GIVEN REQUEST> Lay out every line of the entries below as a Markdown table with two columns, "No." for the row number and "Text" for the line itself. Omit blank lines.
━━━ INFORMATION SUPPLIED ━━━
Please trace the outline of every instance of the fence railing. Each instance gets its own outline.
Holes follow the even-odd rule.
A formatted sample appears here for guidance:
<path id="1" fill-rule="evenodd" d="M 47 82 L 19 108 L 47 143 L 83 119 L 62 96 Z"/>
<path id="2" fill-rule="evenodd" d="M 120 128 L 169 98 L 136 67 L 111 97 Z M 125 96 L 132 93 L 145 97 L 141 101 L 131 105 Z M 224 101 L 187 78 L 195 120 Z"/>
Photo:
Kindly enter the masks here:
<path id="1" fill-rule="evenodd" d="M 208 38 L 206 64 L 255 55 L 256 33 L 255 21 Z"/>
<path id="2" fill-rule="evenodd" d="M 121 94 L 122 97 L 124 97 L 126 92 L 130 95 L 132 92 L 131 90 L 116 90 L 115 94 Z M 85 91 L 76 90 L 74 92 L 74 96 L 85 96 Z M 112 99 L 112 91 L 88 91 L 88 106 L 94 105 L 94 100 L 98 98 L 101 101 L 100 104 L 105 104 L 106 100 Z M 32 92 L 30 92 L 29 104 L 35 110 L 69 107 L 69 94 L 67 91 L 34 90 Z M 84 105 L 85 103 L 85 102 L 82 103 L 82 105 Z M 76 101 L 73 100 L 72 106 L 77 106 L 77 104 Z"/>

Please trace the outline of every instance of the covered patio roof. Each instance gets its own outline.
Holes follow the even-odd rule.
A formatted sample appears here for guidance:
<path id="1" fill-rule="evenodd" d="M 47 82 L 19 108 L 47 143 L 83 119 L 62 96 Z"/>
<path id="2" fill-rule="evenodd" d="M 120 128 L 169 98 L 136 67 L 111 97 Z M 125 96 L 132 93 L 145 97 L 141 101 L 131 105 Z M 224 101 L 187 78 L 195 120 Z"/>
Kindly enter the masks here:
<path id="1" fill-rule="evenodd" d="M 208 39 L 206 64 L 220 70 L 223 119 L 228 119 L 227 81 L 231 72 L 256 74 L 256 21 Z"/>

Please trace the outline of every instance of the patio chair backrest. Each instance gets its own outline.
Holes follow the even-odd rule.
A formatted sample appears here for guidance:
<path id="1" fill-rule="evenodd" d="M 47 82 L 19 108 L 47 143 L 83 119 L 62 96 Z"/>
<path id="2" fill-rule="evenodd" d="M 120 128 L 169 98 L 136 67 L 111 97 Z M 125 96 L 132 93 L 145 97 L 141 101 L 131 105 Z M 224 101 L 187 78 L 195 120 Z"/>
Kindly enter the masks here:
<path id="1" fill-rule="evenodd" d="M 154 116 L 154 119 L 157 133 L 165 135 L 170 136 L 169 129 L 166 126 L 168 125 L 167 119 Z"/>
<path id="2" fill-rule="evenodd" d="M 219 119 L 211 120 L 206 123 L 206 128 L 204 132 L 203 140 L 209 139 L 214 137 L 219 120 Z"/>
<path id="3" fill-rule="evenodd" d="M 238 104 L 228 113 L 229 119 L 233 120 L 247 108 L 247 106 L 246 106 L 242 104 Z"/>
━━━
SOLVED EXERCISE>
| No. | Text |
|---|---|
| 1 | Please trace the outline of every instance of the fence railing. Each instance gets its own outline. |
| 2 | Holes follow the even-odd rule. |
| 3 | A formatted sample appears here for guidance: |
| 4 | <path id="1" fill-rule="evenodd" d="M 47 82 L 19 108 L 47 143 L 83 119 L 62 96 Z"/> |
| 5 | <path id="2" fill-rule="evenodd" d="M 120 128 L 169 98 L 136 67 L 111 97 Z M 125 96 L 132 93 L 145 97 L 141 101 L 131 105 Z M 224 101 L 187 78 L 195 120 Z"/> |
| 6 | Photo: |
| 7 | Kindly enter the masks here: |
| 8 | <path id="1" fill-rule="evenodd" d="M 208 38 L 206 64 L 255 55 L 256 33 L 255 21 Z"/> |
| 9 | <path id="2" fill-rule="evenodd" d="M 121 94 L 122 97 L 124 97 L 126 92 L 130 95 L 132 92 L 131 90 L 116 90 L 115 94 Z M 85 91 L 76 90 L 74 92 L 74 96 L 85 96 Z M 112 99 L 112 91 L 88 91 L 88 106 L 94 105 L 94 100 L 98 98 L 101 101 L 100 104 L 105 104 L 106 100 Z M 32 92 L 30 92 L 29 104 L 35 110 L 69 107 L 69 94 L 67 91 L 34 90 Z M 84 105 L 85 103 L 85 102 L 82 103 L 82 105 Z M 76 101 L 73 100 L 72 106 L 77 106 L 77 104 Z"/> |
| 10 | Please trace the outline of every instance of the covered patio roof. Each instance gets its own outline. |
| 11 | Holes follow the even-odd rule. |
| 12 | A formatted sample appears here for guidance: |
| 13 | <path id="1" fill-rule="evenodd" d="M 47 82 L 19 108 L 47 143 L 83 119 L 62 96 Z"/> |
| 14 | <path id="2" fill-rule="evenodd" d="M 120 128 L 169 98 L 136 67 L 111 97 Z M 125 96 L 132 93 L 145 97 L 141 101 L 131 105 Z M 224 101 L 187 78 L 195 120 Z"/> |
| 15 | Kindly enter the masks here: |
| 16 | <path id="1" fill-rule="evenodd" d="M 208 39 L 206 64 L 220 70 L 223 119 L 228 119 L 227 81 L 231 72 L 256 74 L 256 21 Z"/> |
| 17 | Please trace the outline of every instance of the patio chair backrest. Each instance gets its own outline. |
| 18 | Holes follow the even-odd rule. |
| 19 | A formatted sample appears here for guidance: |
| 20 | <path id="1" fill-rule="evenodd" d="M 47 82 L 19 108 L 47 143 L 83 119 L 62 96 Z"/> |
| 21 | <path id="2" fill-rule="evenodd" d="M 120 128 L 169 98 L 136 67 L 111 97 Z M 125 96 L 132 93 L 145 97 L 141 101 L 131 105 Z M 224 101 L 187 78 L 195 120 Z"/> |
| 22 | Kindly enter the masks here: |
| 23 | <path id="1" fill-rule="evenodd" d="M 154 116 L 154 119 L 157 133 L 165 135 L 170 136 L 169 129 L 166 126 L 168 125 L 167 119 Z"/> |
| 24 | <path id="2" fill-rule="evenodd" d="M 219 119 L 211 120 L 206 123 L 206 128 L 204 132 L 203 140 L 209 139 L 214 137 L 219 120 Z"/> |
| 25 | <path id="3" fill-rule="evenodd" d="M 238 104 L 228 113 L 229 119 L 233 120 L 247 108 L 247 106 L 246 106 L 242 104 Z"/> |